Directions: Counting only lines that contain the string "feather", how many are there in the data? Say the number alone.

::::

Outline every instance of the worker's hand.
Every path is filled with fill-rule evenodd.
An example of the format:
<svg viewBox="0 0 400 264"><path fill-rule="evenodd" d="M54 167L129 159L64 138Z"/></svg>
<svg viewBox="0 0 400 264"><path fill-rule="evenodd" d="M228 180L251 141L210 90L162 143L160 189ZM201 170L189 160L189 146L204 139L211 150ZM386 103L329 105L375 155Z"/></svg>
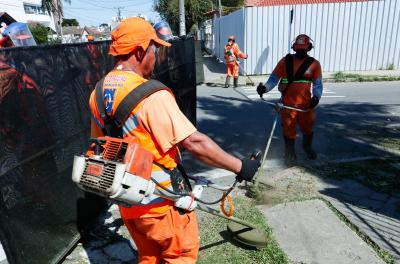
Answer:
<svg viewBox="0 0 400 264"><path fill-rule="evenodd" d="M191 195L183 196L175 201L175 207L185 209L186 211L193 211L197 207L196 198L201 197L203 189L202 185L195 185Z"/></svg>
<svg viewBox="0 0 400 264"><path fill-rule="evenodd" d="M265 94L266 92L267 92L267 87L265 87L263 83L260 83L260 84L257 86L257 93L258 93L258 95L260 95L260 97L262 97L263 94Z"/></svg>
<svg viewBox="0 0 400 264"><path fill-rule="evenodd" d="M244 58L245 58L245 59L247 59L248 57L249 57L249 55L247 55L247 54L246 54L246 55L244 55Z"/></svg>
<svg viewBox="0 0 400 264"><path fill-rule="evenodd" d="M252 160L252 159L242 159L242 168L240 172L237 174L236 179L239 182L251 181L254 178L258 168L260 167L259 160Z"/></svg>
<svg viewBox="0 0 400 264"><path fill-rule="evenodd" d="M186 211L193 211L197 207L197 202L194 196L182 196L175 201L175 207L182 208Z"/></svg>
<svg viewBox="0 0 400 264"><path fill-rule="evenodd" d="M309 109L314 109L319 103L319 99L316 96L313 96L311 98L310 106L308 107Z"/></svg>

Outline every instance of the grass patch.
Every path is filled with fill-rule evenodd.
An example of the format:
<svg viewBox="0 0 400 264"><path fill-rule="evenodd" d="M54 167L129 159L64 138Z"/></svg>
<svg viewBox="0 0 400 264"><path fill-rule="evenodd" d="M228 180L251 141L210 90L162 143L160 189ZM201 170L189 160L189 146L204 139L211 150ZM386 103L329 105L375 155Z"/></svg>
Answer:
<svg viewBox="0 0 400 264"><path fill-rule="evenodd" d="M355 224L353 224L344 214L342 214L339 210L337 210L329 201L324 198L318 198L322 200L331 211L343 222L345 223L351 230L356 232L356 234L365 241L368 245L370 245L378 256L388 264L395 264L393 256L384 249L381 249L369 236L364 234Z"/></svg>
<svg viewBox="0 0 400 264"><path fill-rule="evenodd" d="M266 224L262 213L255 208L255 202L247 198L235 199L235 216L260 226L268 236L268 245L263 249L245 249L232 243L226 231L228 220L198 212L200 228L199 264L223 263L288 263L286 254L272 237L272 230Z"/></svg>
<svg viewBox="0 0 400 264"><path fill-rule="evenodd" d="M386 70L393 71L395 69L394 63L391 63L387 66Z"/></svg>
<svg viewBox="0 0 400 264"><path fill-rule="evenodd" d="M378 75L364 75L357 73L344 73L335 72L332 75L335 82L346 82L346 81L356 81L356 82L382 82L382 81L398 81L400 76L378 76Z"/></svg>

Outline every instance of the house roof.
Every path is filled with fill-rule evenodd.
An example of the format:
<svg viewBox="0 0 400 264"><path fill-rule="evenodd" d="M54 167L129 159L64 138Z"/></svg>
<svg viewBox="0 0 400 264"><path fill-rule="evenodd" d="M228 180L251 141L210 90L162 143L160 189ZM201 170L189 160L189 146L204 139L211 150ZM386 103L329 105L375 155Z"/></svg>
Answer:
<svg viewBox="0 0 400 264"><path fill-rule="evenodd" d="M7 14L7 12L0 12L0 22L5 22L7 25L17 22L12 16Z"/></svg>
<svg viewBox="0 0 400 264"><path fill-rule="evenodd" d="M89 35L93 35L93 36L102 34L96 27L85 27L85 30Z"/></svg>
<svg viewBox="0 0 400 264"><path fill-rule="evenodd" d="M246 6L280 6L325 3L367 2L371 0L246 0Z"/></svg>
<svg viewBox="0 0 400 264"><path fill-rule="evenodd" d="M76 26L69 26L62 28L63 35L82 35L83 28Z"/></svg>

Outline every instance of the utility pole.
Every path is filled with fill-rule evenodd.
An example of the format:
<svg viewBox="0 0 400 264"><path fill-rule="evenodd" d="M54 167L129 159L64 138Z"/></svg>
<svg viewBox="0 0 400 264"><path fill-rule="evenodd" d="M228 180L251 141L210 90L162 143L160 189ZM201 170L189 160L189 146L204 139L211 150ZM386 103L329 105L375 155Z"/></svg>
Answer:
<svg viewBox="0 0 400 264"><path fill-rule="evenodd" d="M185 0L179 0L179 36L186 35Z"/></svg>
<svg viewBox="0 0 400 264"><path fill-rule="evenodd" d="M119 22L121 22L121 20L122 20L122 19L121 19L121 7L118 7L117 10L118 10L118 11L117 11L117 20L118 20Z"/></svg>
<svg viewBox="0 0 400 264"><path fill-rule="evenodd" d="M290 13L289 13L289 47L288 53L290 53L290 49L292 48L292 24L293 24L293 15L294 15L294 8L293 5L291 6Z"/></svg>
<svg viewBox="0 0 400 264"><path fill-rule="evenodd" d="M219 17L222 17L222 5L221 5L221 0L218 0L218 6L219 6Z"/></svg>
<svg viewBox="0 0 400 264"><path fill-rule="evenodd" d="M121 22L122 20L121 9L123 9L123 7L114 7L114 9L117 9L117 17L116 17L117 21Z"/></svg>

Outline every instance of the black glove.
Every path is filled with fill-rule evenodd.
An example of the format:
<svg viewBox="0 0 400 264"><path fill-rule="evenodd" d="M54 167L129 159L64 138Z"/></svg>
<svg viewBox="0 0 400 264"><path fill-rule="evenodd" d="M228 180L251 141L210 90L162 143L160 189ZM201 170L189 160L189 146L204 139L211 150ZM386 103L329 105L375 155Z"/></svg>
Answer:
<svg viewBox="0 0 400 264"><path fill-rule="evenodd" d="M314 108L317 106L318 103L319 103L318 97L313 96L313 97L311 98L310 106L309 106L308 108L309 108L309 109L314 109Z"/></svg>
<svg viewBox="0 0 400 264"><path fill-rule="evenodd" d="M242 159L242 168L237 174L236 179L238 182L251 181L254 178L261 163L259 160Z"/></svg>
<svg viewBox="0 0 400 264"><path fill-rule="evenodd" d="M263 83L260 83L257 86L257 93L260 95L260 97L262 97L262 95L265 94L266 92L267 92L267 87L265 87Z"/></svg>

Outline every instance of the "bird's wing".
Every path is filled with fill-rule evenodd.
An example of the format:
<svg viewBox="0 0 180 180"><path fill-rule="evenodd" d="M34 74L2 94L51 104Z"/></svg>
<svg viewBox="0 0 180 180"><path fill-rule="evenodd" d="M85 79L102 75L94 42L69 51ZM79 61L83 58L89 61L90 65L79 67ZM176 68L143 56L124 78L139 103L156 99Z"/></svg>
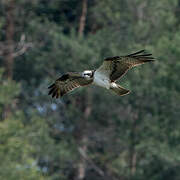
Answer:
<svg viewBox="0 0 180 180"><path fill-rule="evenodd" d="M145 50L142 50L126 56L108 57L104 59L103 64L97 71L108 76L111 81L115 81L122 77L130 68L154 61L152 54L144 52Z"/></svg>
<svg viewBox="0 0 180 180"><path fill-rule="evenodd" d="M81 76L81 73L68 72L58 78L49 88L49 94L54 98L62 97L69 91L80 86L86 86L92 83L93 80L87 80Z"/></svg>

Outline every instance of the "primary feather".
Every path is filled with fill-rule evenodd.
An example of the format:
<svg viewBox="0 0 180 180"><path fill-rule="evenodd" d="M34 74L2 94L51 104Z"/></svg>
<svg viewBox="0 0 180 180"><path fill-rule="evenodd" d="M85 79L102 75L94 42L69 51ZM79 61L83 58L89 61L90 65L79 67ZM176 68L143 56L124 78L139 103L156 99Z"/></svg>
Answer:
<svg viewBox="0 0 180 180"><path fill-rule="evenodd" d="M126 56L108 57L97 70L86 70L81 73L68 72L62 75L48 87L49 95L59 98L75 88L90 84L110 89L120 96L126 95L130 91L116 84L115 81L126 74L129 69L152 61L154 61L152 54L145 53L145 50Z"/></svg>
<svg viewBox="0 0 180 180"><path fill-rule="evenodd" d="M98 71L105 72L111 81L122 77L132 67L154 61L152 54L144 54L145 50L138 51L126 56L115 56L104 59Z"/></svg>
<svg viewBox="0 0 180 180"><path fill-rule="evenodd" d="M86 80L81 76L81 73L69 72L58 78L55 83L50 85L48 88L49 95L52 97L62 97L64 94L78 88L80 86L86 86L90 84L92 80Z"/></svg>

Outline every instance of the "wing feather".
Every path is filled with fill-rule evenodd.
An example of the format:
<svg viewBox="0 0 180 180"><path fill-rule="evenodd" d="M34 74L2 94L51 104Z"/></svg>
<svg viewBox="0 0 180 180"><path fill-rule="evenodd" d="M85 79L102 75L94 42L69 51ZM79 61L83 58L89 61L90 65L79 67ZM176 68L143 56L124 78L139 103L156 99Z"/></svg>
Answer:
<svg viewBox="0 0 180 180"><path fill-rule="evenodd" d="M87 80L81 76L81 73L68 72L58 78L52 85L48 87L49 93L53 98L62 97L64 94L78 88L80 86L86 86L92 83L91 80Z"/></svg>
<svg viewBox="0 0 180 180"><path fill-rule="evenodd" d="M108 57L97 71L101 71L111 81L116 81L132 67L151 61L154 61L152 54L147 54L145 50L141 50L126 56Z"/></svg>

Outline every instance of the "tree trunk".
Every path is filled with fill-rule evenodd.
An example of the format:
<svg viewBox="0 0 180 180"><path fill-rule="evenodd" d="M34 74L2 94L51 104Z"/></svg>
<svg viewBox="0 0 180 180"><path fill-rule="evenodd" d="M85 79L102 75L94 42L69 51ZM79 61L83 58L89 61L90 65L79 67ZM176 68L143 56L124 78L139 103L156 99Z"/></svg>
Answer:
<svg viewBox="0 0 180 180"><path fill-rule="evenodd" d="M137 152L135 149L136 146L136 128L137 128L137 113L133 113L133 123L132 123L132 129L131 129L131 136L130 136L130 149L129 149L129 166L130 166L130 173L131 176L134 176L136 173L136 165L137 165Z"/></svg>
<svg viewBox="0 0 180 180"><path fill-rule="evenodd" d="M87 0L82 0L82 14L79 21L79 36L81 37L84 33L87 16Z"/></svg>
<svg viewBox="0 0 180 180"><path fill-rule="evenodd" d="M134 176L134 174L136 173L136 162L137 162L137 152L133 148L131 151L131 158L130 158L131 176Z"/></svg>
<svg viewBox="0 0 180 180"><path fill-rule="evenodd" d="M83 151L83 153L87 154L87 136L84 134L81 139L81 145L79 147L79 152ZM76 180L83 180L86 175L86 159L80 154L80 159L77 167L77 177Z"/></svg>
<svg viewBox="0 0 180 180"><path fill-rule="evenodd" d="M6 12L6 43L7 48L4 52L5 71L9 80L13 78L14 63L14 0L9 1Z"/></svg>
<svg viewBox="0 0 180 180"><path fill-rule="evenodd" d="M79 21L79 30L78 35L79 37L82 37L84 34L84 28L86 23L86 16L87 16L87 0L82 0L82 14ZM77 175L75 177L75 180L83 180L86 175L86 159L81 155L80 151L83 152L83 154L86 156L87 154L87 143L88 143L88 136L87 136L87 121L89 119L89 116L91 114L91 104L90 104L90 91L88 89L87 96L85 99L82 99L83 104L83 119L80 121L79 127L78 127L78 142L79 142L79 154L80 159L77 165Z"/></svg>
<svg viewBox="0 0 180 180"><path fill-rule="evenodd" d="M90 89L87 89L87 96L82 100L83 103L83 119L80 120L80 124L78 127L78 143L79 143L79 154L80 159L77 166L77 176L76 180L83 180L86 175L86 166L87 166L87 146L88 146L88 131L87 131L87 123L89 116L91 114L91 97L90 97ZM82 153L83 155L82 155Z"/></svg>
<svg viewBox="0 0 180 180"><path fill-rule="evenodd" d="M5 76L8 80L13 79L13 63L14 63L14 0L9 1L6 11L6 50L4 54ZM3 119L11 114L9 104L5 105L3 111Z"/></svg>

::::

Exercise solution: 2